___ Provided records ___

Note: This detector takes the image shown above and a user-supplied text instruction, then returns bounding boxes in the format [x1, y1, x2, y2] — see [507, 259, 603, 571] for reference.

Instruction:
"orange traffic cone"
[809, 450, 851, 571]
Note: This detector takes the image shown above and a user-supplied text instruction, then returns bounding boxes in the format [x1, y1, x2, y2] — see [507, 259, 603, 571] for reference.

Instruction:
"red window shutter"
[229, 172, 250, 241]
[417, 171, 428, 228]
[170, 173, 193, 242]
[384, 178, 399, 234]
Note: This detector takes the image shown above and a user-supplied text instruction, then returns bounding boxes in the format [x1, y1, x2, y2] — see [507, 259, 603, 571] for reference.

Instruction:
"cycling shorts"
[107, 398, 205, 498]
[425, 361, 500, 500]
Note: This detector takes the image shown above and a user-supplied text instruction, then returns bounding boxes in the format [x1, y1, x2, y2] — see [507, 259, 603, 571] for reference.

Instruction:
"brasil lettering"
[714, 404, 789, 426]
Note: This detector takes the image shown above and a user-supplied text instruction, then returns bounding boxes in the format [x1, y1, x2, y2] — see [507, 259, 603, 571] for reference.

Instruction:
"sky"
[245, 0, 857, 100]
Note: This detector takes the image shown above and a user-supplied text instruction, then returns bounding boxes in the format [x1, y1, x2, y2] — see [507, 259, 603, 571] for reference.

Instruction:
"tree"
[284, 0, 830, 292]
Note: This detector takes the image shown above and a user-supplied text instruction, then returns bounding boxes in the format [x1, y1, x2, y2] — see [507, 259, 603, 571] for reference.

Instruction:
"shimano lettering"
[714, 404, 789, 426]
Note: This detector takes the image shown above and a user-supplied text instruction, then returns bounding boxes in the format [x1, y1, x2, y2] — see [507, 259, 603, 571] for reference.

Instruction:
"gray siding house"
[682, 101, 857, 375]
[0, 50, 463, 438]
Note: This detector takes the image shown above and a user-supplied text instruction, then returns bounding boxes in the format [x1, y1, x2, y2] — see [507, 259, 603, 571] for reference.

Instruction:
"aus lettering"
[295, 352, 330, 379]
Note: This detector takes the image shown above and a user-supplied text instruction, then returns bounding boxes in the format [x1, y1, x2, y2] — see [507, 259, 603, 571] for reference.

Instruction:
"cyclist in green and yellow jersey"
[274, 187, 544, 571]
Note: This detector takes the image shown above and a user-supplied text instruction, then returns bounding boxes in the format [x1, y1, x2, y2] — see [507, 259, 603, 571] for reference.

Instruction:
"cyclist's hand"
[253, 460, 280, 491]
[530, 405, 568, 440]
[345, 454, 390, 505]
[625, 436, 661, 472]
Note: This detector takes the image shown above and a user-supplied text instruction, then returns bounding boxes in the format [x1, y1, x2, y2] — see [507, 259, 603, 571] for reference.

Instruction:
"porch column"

___

-- Do this --
Reproduce the data from its start through the line containing "[384, 178, 399, 234]", inclusive, and shift each coordinate of the returned bounding boxes by -70. Leave the reference sample [507, 259, 603, 571] unchanged.

-- Exercise solution --
Note: This detector takes the image shown above and a user-supplied text instruction, then returns bounding boxes in the format [x1, y1, x2, y2] — see [507, 259, 603, 571] for reference.

Instruction:
"orange traffic cone"
[739, 380, 781, 501]
Note: This detector takes the image shown above and a user-supplied text instruction, then returns bounding boxes in the format [x1, y1, x2, y2] — see [507, 259, 603, 571] for reference.

Instruction:
"red window shutter"
[159, 102, 180, 171]
[347, 101, 358, 158]
[100, 103, 123, 172]
[314, 108, 329, 164]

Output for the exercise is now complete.